*Source material*:
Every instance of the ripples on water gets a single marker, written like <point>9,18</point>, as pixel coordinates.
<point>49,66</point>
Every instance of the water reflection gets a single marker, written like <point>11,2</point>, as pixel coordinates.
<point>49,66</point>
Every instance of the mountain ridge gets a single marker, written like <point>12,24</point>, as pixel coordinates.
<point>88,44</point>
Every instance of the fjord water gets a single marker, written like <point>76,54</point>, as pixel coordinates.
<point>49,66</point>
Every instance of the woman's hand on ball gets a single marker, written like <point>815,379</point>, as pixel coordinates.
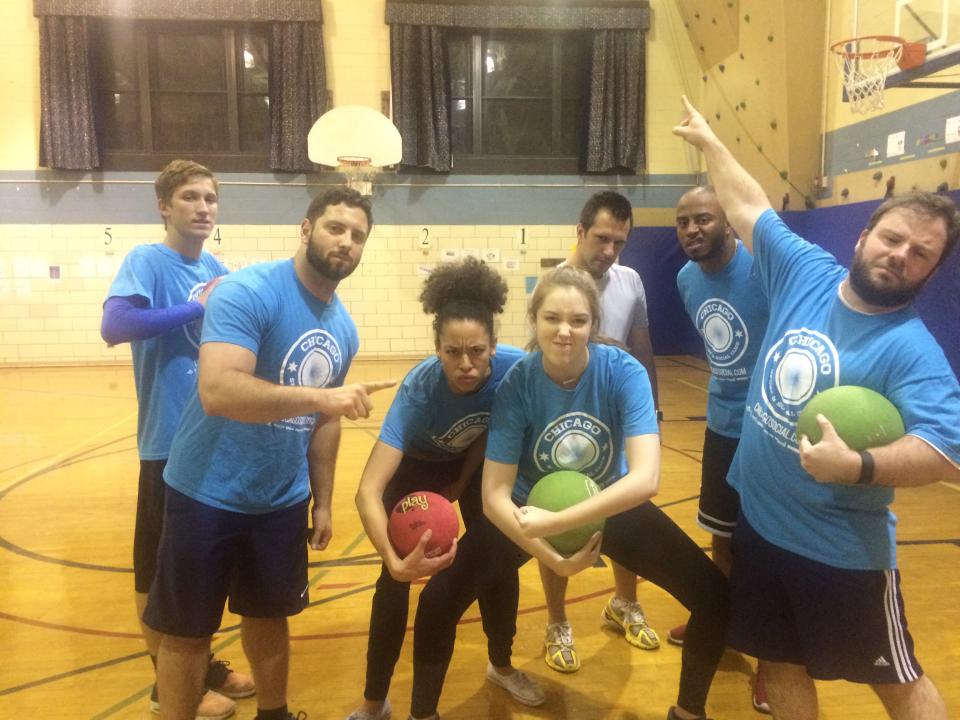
<point>582,559</point>
<point>418,564</point>
<point>534,522</point>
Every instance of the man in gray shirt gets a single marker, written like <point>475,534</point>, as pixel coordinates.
<point>605,224</point>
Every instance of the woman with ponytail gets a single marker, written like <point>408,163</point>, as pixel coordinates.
<point>433,438</point>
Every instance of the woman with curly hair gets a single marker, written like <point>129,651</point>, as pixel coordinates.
<point>433,438</point>
<point>574,403</point>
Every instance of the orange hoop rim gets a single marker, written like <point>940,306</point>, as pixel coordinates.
<point>838,47</point>
<point>353,160</point>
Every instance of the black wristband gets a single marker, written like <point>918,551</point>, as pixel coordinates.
<point>866,468</point>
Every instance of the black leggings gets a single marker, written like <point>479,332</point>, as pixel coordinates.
<point>642,539</point>
<point>391,600</point>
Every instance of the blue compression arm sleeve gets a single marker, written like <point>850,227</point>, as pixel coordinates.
<point>128,318</point>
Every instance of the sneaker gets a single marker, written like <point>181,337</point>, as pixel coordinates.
<point>384,713</point>
<point>627,617</point>
<point>228,682</point>
<point>559,652</point>
<point>522,688</point>
<point>671,715</point>
<point>759,695</point>
<point>213,706</point>
<point>675,635</point>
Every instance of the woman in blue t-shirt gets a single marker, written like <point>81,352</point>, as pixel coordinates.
<point>573,404</point>
<point>433,439</point>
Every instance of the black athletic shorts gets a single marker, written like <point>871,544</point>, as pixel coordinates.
<point>838,623</point>
<point>208,554</point>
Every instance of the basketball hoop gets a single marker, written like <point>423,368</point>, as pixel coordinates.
<point>360,173</point>
<point>356,140</point>
<point>864,64</point>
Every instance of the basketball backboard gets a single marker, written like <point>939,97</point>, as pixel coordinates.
<point>356,140</point>
<point>935,23</point>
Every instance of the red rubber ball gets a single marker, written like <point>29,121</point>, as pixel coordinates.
<point>415,514</point>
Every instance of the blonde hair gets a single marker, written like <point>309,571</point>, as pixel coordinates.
<point>177,173</point>
<point>565,276</point>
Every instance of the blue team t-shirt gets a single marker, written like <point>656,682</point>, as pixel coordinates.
<point>729,310</point>
<point>299,340</point>
<point>542,427</point>
<point>814,341</point>
<point>164,366</point>
<point>429,421</point>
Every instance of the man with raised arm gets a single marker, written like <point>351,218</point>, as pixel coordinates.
<point>256,441</point>
<point>814,583</point>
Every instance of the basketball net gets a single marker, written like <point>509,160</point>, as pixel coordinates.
<point>864,64</point>
<point>360,173</point>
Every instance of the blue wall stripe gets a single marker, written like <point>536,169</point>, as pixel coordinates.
<point>48,197</point>
<point>848,149</point>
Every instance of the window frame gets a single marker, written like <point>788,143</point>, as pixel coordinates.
<point>233,159</point>
<point>488,163</point>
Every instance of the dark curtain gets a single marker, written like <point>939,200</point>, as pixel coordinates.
<point>615,120</point>
<point>68,135</point>
<point>298,92</point>
<point>421,103</point>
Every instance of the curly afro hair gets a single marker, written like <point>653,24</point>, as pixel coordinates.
<point>465,290</point>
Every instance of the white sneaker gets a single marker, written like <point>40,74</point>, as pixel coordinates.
<point>213,705</point>
<point>522,688</point>
<point>384,713</point>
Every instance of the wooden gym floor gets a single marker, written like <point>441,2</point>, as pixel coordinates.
<point>69,640</point>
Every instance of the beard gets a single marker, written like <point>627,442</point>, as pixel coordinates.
<point>324,267</point>
<point>873,294</point>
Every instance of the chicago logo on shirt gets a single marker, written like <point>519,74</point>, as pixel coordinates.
<point>461,434</point>
<point>575,441</point>
<point>314,360</point>
<point>800,364</point>
<point>192,329</point>
<point>724,333</point>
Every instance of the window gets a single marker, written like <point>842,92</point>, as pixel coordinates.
<point>168,90</point>
<point>517,100</point>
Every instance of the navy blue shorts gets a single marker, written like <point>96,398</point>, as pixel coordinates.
<point>207,555</point>
<point>151,493</point>
<point>838,623</point>
<point>719,502</point>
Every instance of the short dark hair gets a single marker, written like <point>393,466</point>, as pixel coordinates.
<point>925,203</point>
<point>614,203</point>
<point>177,173</point>
<point>340,196</point>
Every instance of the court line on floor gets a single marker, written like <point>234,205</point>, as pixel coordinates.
<point>65,455</point>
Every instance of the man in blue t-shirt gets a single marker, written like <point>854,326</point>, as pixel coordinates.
<point>722,294</point>
<point>156,303</point>
<point>815,588</point>
<point>256,440</point>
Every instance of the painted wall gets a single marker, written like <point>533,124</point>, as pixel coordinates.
<point>757,68</point>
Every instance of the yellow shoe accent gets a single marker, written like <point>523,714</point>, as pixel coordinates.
<point>628,618</point>
<point>559,653</point>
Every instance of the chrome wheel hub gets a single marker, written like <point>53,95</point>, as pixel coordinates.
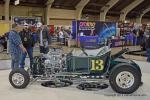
<point>18,79</point>
<point>125,79</point>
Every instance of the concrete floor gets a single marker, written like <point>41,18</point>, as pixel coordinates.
<point>37,92</point>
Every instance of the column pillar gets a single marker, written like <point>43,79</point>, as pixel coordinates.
<point>106,8</point>
<point>80,7</point>
<point>127,9</point>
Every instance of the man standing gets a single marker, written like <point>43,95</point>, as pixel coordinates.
<point>15,46</point>
<point>28,43</point>
<point>148,48</point>
<point>44,39</point>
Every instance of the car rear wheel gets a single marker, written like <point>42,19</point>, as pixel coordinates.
<point>19,78</point>
<point>125,79</point>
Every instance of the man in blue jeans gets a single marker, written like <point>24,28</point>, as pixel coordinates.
<point>28,43</point>
<point>15,46</point>
<point>148,48</point>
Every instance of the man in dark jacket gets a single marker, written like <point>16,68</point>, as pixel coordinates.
<point>15,46</point>
<point>44,39</point>
<point>148,48</point>
<point>27,40</point>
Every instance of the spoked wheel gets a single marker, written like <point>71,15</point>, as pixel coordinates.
<point>125,79</point>
<point>19,78</point>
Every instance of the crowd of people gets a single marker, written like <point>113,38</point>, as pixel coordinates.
<point>22,40</point>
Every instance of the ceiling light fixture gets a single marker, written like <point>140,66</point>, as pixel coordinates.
<point>17,2</point>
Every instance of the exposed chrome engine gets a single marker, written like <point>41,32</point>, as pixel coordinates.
<point>53,62</point>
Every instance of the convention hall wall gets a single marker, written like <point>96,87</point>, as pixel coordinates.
<point>56,16</point>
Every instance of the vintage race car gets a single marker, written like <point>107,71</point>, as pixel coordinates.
<point>123,75</point>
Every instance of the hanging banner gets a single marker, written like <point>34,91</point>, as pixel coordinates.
<point>92,33</point>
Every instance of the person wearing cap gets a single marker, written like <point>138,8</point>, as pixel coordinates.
<point>44,38</point>
<point>15,46</point>
<point>28,43</point>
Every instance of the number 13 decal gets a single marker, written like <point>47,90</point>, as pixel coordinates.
<point>97,65</point>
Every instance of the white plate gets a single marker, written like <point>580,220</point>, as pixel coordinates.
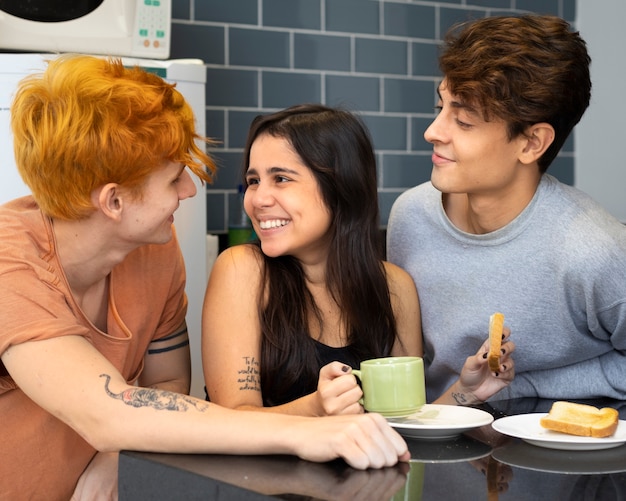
<point>528,428</point>
<point>438,422</point>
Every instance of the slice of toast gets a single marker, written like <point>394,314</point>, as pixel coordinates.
<point>496,324</point>
<point>581,419</point>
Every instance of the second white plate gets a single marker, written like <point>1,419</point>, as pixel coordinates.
<point>437,422</point>
<point>528,428</point>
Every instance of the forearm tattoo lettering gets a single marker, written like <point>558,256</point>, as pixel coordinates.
<point>459,398</point>
<point>249,378</point>
<point>157,399</point>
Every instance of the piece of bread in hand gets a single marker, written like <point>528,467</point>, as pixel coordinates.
<point>581,419</point>
<point>496,324</point>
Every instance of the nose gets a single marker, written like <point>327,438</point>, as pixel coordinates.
<point>186,186</point>
<point>258,196</point>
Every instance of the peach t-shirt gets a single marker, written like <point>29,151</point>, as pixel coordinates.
<point>41,457</point>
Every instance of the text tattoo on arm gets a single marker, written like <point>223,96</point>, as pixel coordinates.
<point>157,399</point>
<point>249,377</point>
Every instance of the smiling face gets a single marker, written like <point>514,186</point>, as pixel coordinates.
<point>471,155</point>
<point>284,202</point>
<point>149,216</point>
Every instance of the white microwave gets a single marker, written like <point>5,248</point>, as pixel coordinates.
<point>135,28</point>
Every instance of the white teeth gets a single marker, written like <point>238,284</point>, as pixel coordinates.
<point>273,223</point>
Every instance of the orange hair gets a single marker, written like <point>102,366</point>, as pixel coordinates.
<point>87,121</point>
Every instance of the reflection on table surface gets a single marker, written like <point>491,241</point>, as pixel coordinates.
<point>481,464</point>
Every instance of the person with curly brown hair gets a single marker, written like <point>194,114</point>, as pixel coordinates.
<point>493,231</point>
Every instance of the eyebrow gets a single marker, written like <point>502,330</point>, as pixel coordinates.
<point>459,104</point>
<point>274,170</point>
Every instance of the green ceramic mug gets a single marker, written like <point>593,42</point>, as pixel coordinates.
<point>392,386</point>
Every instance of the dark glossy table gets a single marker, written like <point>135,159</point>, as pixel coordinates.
<point>481,464</point>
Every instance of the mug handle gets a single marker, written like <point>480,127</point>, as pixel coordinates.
<point>357,373</point>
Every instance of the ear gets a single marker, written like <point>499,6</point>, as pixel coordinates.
<point>109,200</point>
<point>538,138</point>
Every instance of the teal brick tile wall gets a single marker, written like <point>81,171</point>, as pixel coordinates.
<point>375,57</point>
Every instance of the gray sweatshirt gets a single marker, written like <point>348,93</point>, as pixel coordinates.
<point>557,273</point>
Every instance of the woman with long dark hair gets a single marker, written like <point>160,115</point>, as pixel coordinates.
<point>285,319</point>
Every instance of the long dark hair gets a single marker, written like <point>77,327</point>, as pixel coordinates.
<point>336,146</point>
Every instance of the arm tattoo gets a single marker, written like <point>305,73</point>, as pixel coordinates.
<point>459,398</point>
<point>157,399</point>
<point>249,378</point>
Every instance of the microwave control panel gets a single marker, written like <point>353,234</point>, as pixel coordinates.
<point>152,29</point>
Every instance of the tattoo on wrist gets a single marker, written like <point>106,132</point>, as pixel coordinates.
<point>157,399</point>
<point>459,398</point>
<point>249,378</point>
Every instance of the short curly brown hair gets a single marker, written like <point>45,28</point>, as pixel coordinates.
<point>523,70</point>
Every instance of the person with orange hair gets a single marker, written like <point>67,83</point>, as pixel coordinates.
<point>94,348</point>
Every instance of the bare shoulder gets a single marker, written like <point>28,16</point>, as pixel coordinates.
<point>239,264</point>
<point>398,279</point>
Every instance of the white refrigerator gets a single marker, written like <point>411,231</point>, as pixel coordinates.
<point>190,79</point>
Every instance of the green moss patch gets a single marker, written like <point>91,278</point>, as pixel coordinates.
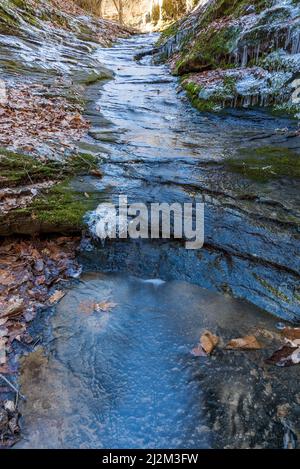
<point>19,169</point>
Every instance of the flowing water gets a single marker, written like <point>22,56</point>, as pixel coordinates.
<point>126,377</point>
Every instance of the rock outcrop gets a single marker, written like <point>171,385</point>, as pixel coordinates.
<point>238,54</point>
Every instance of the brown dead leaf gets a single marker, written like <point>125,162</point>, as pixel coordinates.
<point>285,356</point>
<point>104,306</point>
<point>97,173</point>
<point>3,358</point>
<point>13,308</point>
<point>199,352</point>
<point>209,342</point>
<point>292,335</point>
<point>248,342</point>
<point>56,297</point>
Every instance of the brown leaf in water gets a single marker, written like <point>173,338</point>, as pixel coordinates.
<point>56,297</point>
<point>105,306</point>
<point>209,342</point>
<point>292,335</point>
<point>89,307</point>
<point>199,352</point>
<point>3,358</point>
<point>6,278</point>
<point>97,173</point>
<point>285,356</point>
<point>13,308</point>
<point>248,342</point>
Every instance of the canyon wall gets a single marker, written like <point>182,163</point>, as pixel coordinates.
<point>236,53</point>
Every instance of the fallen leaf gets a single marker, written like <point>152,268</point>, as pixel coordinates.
<point>209,342</point>
<point>248,342</point>
<point>292,335</point>
<point>104,306</point>
<point>285,356</point>
<point>96,173</point>
<point>14,308</point>
<point>56,297</point>
<point>199,352</point>
<point>3,358</point>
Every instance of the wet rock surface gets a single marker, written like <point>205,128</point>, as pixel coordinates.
<point>231,54</point>
<point>251,216</point>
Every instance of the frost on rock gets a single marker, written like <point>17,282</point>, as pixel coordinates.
<point>256,49</point>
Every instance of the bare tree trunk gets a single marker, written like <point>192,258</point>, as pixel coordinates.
<point>102,8</point>
<point>121,18</point>
<point>119,7</point>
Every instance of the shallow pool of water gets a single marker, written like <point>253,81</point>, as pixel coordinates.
<point>126,378</point>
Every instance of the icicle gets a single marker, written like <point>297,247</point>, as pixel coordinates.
<point>245,57</point>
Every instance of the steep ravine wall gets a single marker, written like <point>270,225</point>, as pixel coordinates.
<point>238,54</point>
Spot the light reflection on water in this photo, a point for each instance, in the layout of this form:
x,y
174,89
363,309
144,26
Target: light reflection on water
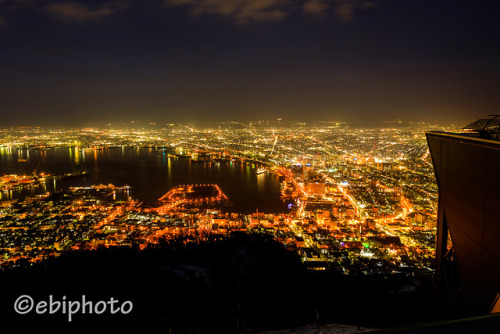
x,y
148,171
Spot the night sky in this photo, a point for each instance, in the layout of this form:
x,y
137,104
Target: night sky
x,y
361,61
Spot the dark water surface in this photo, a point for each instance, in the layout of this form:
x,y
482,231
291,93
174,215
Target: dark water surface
x,y
150,173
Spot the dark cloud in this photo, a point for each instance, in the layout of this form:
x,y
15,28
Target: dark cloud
x,y
78,12
243,11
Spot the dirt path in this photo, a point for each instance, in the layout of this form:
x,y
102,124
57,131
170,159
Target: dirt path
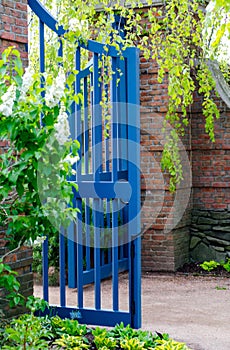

*Prompt*: Tally up how many lines in the records contain the string "form". Answer with that figure only.

*Task response*: 5